**Task objective**. Rewrite the passage of the Bonzo Goes to College text from "Former lab chimpanzee" up to and including "coach at Pawlton.", with "carnival" changed to "circus".

**Text provided**.
Bonzo Goes to College is a 1952 American comedy film directed by Frederick De Cordova and starring Maureen O'Sullivan, Edmund Gwenn, Charles Drake, Gigi Perreau, Gene Lockhart, and Bonzo.

Plot

Former lab chimpanzee Bonzo, suddenly literate, runs away from a carnival sideshow. He lands in the college town of Pawlton, where young Betsy mistakenly believes the chimp is a gift from her grandfather, Pop Drew, the football coach at Pawlton.

Betsy wants to formally adopt Bonzo, something her parents, Marion and Malcolm Drew, aren't too sure about. A judge goes along with the idea, pretending to officially approve an adoption, just to humor the girl. Betsy then writes her other grandfather, millionaire Clarence Gateson, to inform him she now has a baby brother. Gateson is thrilled until he arrives in Pawlton and finds the truth.

**Data shown**.
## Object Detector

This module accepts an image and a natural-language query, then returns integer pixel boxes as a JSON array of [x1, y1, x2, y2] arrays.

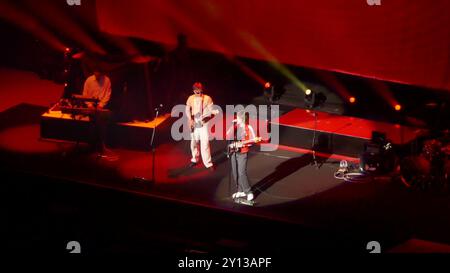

**Result of this exercise**.
Former lab chimpanzee Bonzo, suddenly literate, runs away from a circus sideshow. He lands in the college town of Pawlton, where young Betsy mistakenly believes the chimp is a gift from her grandfather, Pop Drew, the football coach at Pawlton.